» **INFORMATION**

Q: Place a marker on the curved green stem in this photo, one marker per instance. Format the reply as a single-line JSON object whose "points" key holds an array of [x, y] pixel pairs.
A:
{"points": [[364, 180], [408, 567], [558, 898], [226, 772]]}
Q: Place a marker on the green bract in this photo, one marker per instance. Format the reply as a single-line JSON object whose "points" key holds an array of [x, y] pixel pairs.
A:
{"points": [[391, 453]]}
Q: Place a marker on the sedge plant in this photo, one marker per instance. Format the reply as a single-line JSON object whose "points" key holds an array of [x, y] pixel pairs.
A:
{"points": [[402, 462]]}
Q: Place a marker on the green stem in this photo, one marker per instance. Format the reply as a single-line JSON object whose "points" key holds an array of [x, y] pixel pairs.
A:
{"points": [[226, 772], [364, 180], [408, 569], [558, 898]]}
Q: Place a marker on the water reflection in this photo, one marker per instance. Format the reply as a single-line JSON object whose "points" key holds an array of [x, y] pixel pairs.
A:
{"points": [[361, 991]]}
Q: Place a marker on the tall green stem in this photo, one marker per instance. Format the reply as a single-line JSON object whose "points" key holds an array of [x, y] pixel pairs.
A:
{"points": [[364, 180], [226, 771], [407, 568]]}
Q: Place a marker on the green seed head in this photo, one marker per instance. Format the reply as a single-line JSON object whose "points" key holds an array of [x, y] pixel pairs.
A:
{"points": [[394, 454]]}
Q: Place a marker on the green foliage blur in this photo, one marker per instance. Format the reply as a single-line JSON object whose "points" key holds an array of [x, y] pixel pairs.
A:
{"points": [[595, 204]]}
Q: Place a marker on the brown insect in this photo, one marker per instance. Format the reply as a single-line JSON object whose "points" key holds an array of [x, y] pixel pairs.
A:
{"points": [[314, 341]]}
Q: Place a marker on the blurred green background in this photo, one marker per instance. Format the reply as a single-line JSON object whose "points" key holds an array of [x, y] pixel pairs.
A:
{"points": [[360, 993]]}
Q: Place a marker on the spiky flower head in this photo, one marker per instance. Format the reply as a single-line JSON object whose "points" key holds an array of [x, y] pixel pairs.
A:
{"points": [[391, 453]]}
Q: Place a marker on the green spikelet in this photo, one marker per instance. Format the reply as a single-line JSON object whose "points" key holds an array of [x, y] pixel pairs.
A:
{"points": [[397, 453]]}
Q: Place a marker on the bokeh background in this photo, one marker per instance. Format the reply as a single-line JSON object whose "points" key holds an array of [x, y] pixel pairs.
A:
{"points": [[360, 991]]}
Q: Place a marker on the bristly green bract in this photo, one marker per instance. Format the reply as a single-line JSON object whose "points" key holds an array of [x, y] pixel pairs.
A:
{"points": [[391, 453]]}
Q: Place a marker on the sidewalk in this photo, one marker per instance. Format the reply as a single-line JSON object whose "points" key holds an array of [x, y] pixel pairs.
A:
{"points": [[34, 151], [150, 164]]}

» **TASK OBJECTIVE**
Write the whole of the material out again, exactly.

» **SOLUTION FOR THIS EXERCISE**
Q: Place a marker on the curved green stem in this photo, one marker per instance. Format the reply as a single-line JSON object whose "points" key holds an array of [x, y] pixel pairs.
A:
{"points": [[364, 180], [408, 567], [558, 898], [226, 772]]}
Q: Place a marker on the green bract in this photo, one marker per instance. Format the reply as a single-line JSON object whose "points" key holds an array of [x, y] pixel pairs.
A:
{"points": [[391, 453]]}
Q: Place a marker on the sedge plant in this photo, one marker per instance. Format the reply as a single-line JSON object whose "points" key holds an array of [x, y] pixel pairs.
A:
{"points": [[402, 462]]}
Q: Place a marker on the green stem in this photo, one marker per instance. Format the reply as a single-line JSON object whose "points" key holds an array of [x, y] pixel pairs.
A:
{"points": [[226, 772], [364, 180], [408, 569], [558, 898]]}
Q: Place a marker on the water reflection in this photo, one marker per instance. Format the reply as a single-line JSON object whose "points" key holds an array of [x, y] pixel pairs.
A:
{"points": [[361, 991]]}
Q: Place a marker on the tall green stem in this photo, one marker per instance. Format the reply as a single-line JSON object whose "points" key holds an array of [x, y] pixel pairs.
A:
{"points": [[364, 180], [226, 771], [407, 568]]}
Q: Place a marker on the green seed head in this photo, one marker per instance. Format the reply as a single-line JSON object whose "points" key holds an array of [x, y] pixel pairs.
A:
{"points": [[394, 454]]}
Q: Place a marker on the green foliage blur in this photo, one marker per instance. Format the reply as a single-line JSON object whose "points" key holds an array of [x, y] pixel pairs.
A:
{"points": [[595, 204]]}
Q: Place a marker on the brown insect in this photo, one marker per instance. Format the reply as a single-line JSON object whose "points" key holds an array of [x, y] pixel pairs.
A:
{"points": [[314, 341]]}
Q: Place a marker on the blurred green background in this photo, one marker per instance. Format the reply as a single-line JSON object whose "points" key holds an array of [x, y] pixel pairs.
A:
{"points": [[360, 993]]}
Q: Place a marker on the spiky flower head in this photo, one marker per instance. Format the reply as a single-line JSON object whose "points" key holds an array of [x, y] pixel pairs.
A:
{"points": [[391, 453]]}
Q: Place a marker on the green spikelet in this photo, one marker per instance. Format the reply as a single-line JSON object whose "points" key holds an array of [x, y] pixel pairs.
A:
{"points": [[397, 453]]}
Q: Place a marker on the bokeh background in this photo, one marker per instance. Format the reply as a single-line JSON object whose "points" key holds an array of [x, y] pixel pairs.
A:
{"points": [[360, 991]]}
Q: Place a marker on the bristly green bract in this photo, one marker per instance. Format the reply as a single-line JSON object whose "points" key holds an array of [x, y] pixel pairs.
A:
{"points": [[391, 453]]}
Q: Place a marker on the sidewalk in this photo, one marker per instance. Format the reply as a single-line JSON object whose "points" key holds an array of [x, y] pixel pairs.
A:
{"points": [[34, 151], [150, 164]]}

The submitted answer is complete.